**DIRECTIONS FOR THIS TASK**
Reproduce the full listing that appears beneath this instruction exactly.

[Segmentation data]
--- START ---
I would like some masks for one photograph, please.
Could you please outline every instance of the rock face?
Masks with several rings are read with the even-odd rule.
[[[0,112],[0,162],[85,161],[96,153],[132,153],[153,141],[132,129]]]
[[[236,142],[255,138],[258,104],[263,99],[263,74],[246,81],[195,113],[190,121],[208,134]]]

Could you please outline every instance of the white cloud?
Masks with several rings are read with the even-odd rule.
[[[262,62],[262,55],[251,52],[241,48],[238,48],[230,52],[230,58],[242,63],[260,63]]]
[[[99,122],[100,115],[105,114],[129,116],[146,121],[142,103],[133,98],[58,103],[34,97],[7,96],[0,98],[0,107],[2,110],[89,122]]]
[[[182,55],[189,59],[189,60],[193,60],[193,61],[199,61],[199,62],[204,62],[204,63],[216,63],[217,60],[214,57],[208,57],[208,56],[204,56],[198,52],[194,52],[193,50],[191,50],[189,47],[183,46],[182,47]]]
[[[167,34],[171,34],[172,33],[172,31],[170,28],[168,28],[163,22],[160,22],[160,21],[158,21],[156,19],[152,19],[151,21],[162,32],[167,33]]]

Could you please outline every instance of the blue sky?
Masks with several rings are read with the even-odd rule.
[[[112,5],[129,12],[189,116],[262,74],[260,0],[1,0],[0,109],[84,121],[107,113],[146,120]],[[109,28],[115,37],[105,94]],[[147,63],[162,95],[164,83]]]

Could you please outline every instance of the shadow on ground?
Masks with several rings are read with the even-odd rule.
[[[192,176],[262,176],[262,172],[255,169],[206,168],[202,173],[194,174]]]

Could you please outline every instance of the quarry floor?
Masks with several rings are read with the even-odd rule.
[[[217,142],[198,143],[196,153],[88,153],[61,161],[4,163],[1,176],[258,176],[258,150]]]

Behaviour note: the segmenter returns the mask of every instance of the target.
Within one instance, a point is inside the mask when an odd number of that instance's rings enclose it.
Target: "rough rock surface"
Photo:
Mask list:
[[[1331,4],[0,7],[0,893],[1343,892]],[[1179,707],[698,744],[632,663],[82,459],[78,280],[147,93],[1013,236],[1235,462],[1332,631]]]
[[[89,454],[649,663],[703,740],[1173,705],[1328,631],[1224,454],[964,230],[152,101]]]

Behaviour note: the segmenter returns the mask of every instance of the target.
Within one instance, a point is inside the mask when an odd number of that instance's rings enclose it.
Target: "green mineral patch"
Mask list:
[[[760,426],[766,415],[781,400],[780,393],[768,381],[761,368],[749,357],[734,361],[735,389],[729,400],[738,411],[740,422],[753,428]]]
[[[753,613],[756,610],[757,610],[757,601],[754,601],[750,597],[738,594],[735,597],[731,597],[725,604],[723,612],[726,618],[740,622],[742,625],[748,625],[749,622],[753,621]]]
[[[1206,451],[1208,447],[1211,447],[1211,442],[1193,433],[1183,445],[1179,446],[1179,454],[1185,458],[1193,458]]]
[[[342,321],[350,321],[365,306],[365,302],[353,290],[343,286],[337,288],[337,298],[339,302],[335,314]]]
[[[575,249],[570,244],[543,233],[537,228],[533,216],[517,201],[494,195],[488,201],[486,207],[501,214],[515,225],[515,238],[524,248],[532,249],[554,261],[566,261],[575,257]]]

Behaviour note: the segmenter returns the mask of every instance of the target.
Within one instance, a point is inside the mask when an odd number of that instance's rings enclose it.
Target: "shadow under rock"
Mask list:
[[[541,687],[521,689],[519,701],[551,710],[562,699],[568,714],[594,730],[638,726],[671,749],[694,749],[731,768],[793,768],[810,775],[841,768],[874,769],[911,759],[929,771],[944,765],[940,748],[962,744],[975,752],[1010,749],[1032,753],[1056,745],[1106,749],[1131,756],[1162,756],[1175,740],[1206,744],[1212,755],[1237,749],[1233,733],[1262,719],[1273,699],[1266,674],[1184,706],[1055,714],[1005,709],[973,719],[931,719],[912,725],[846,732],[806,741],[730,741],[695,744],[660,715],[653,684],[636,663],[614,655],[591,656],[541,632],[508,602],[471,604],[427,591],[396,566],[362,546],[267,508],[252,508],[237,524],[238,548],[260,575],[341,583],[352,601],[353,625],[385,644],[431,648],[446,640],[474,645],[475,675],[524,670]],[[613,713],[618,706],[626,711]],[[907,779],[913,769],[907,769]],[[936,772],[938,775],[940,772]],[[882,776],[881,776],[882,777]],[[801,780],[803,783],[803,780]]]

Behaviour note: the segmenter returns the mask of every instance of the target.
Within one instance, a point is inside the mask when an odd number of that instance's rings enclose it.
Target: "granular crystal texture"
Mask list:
--- END ---
**COMPLETE OUTPUT**
I would like some masks for one photograph, please.
Could you please outline every instance of the rock face?
Masks with several rings are read with the even-odd rule.
[[[0,112],[0,162],[85,161],[96,153],[132,153],[153,141],[132,129]]]
[[[236,142],[255,138],[258,104],[263,99],[263,74],[246,81],[195,113],[190,121],[208,134]]]

Could you please outline every instance of the white cloud?
Masks with several rings are read with the even-odd rule.
[[[262,62],[262,55],[251,52],[241,48],[238,48],[230,52],[230,58],[242,63],[260,63]]]
[[[99,122],[100,115],[105,114],[129,116],[146,121],[142,103],[133,98],[58,103],[34,97],[7,96],[0,98],[0,107],[2,110],[89,122]]]
[[[182,55],[189,59],[189,60],[193,60],[193,61],[199,61],[199,62],[204,62],[204,63],[216,63],[217,60],[214,57],[208,57],[208,56],[204,56],[198,52],[194,52],[193,50],[191,50],[189,47],[183,46],[182,47]]]
[[[167,34],[171,34],[172,33],[172,31],[170,28],[168,28],[163,22],[160,22],[160,21],[158,21],[156,19],[152,19],[151,21],[162,32],[167,33]]]

Could you please outline every instance of the blue sky?
Masks with several rings are read with the even-odd rule.
[[[112,5],[129,12],[189,116],[262,74],[260,0],[1,0],[0,109],[84,121],[107,113],[146,120]],[[109,28],[115,37],[105,94]],[[147,63],[162,95],[164,83]]]

Could you please outline every instance of the shadow on ground?
Masks with several rings are read with the even-odd rule.
[[[192,176],[262,176],[262,172],[255,169],[206,168],[202,173],[194,174]]]

Could you please outline every instance of the quarry floor?
Masks with several rings are read with the even-odd rule.
[[[217,142],[198,143],[196,153],[88,153],[61,161],[4,163],[1,176],[258,176],[258,150]]]

Behaviour note: the segmenter returns the mask of every instance of the target.
Within one instance, a point is inside the mask when an odd number of that instance's rings enclose it.
Target: "rough rock surface"
Photo:
Mask list:
[[[1331,4],[0,7],[0,893],[1343,892]],[[1179,707],[698,744],[632,663],[82,459],[78,280],[147,93],[1013,236],[1235,462],[1332,631]]]
[[[89,454],[649,663],[703,740],[1173,705],[1328,631],[1224,454],[964,230],[152,101]]]

Behaviour note: the segmenter returns the mask of every instance of the target.
Within one instance, a point is inside the mask when an odd number of that instance's rings enclose it.
Target: "green mineral patch"
Mask list:
[[[760,426],[766,415],[781,400],[780,393],[768,381],[761,368],[749,357],[734,361],[735,389],[729,400],[738,411],[740,422],[753,428]]]
[[[753,613],[756,610],[757,610],[757,601],[754,601],[750,597],[738,594],[735,597],[731,597],[725,604],[723,612],[726,618],[740,622],[742,625],[748,625],[749,622],[753,621]]]
[[[1206,451],[1208,447],[1211,447],[1211,442],[1193,433],[1183,445],[1179,446],[1179,454],[1185,458],[1193,458]]]
[[[342,321],[350,321],[365,306],[365,302],[353,290],[343,286],[337,288],[337,298],[339,302],[335,314]]]
[[[575,249],[570,244],[543,233],[537,228],[533,216],[517,201],[494,195],[488,201],[486,207],[501,214],[515,225],[515,238],[524,248],[532,249],[554,261],[566,261],[575,257]]]

Behaviour note: the segmenter returns the mask of every instance of the target.
Within one instance, a point is inside the mask when an odd number of that instance's rings enclose it.
Target: "shadow under rock"
Mask list:
[[[541,687],[521,689],[519,701],[551,710],[562,699],[568,714],[594,730],[638,726],[671,749],[694,749],[731,768],[793,768],[810,775],[841,768],[874,769],[911,759],[929,771],[944,765],[940,748],[962,744],[975,752],[1010,749],[1032,753],[1056,745],[1106,749],[1131,756],[1162,756],[1175,740],[1206,744],[1212,755],[1237,749],[1233,733],[1262,719],[1273,699],[1266,674],[1184,706],[1055,714],[1005,709],[973,719],[931,719],[912,725],[846,732],[806,741],[730,741],[695,744],[660,715],[653,684],[636,663],[614,655],[591,656],[541,632],[508,602],[471,604],[427,591],[396,566],[362,546],[267,508],[252,508],[237,524],[238,548],[260,575],[341,583],[352,601],[353,625],[385,644],[431,648],[446,640],[474,645],[475,675],[524,670]],[[613,713],[618,706],[626,711]],[[907,779],[913,769],[907,769]],[[936,772],[938,775],[940,772]],[[882,776],[881,776],[882,777]],[[801,780],[803,783],[803,780]]]

Behaviour note: the segmenter returns the mask of every instance of the target.
Within one instance, a point is inside the mask when an odd number of that instance's rings enclose it.
Target: "granular crystal texture"
Mask list:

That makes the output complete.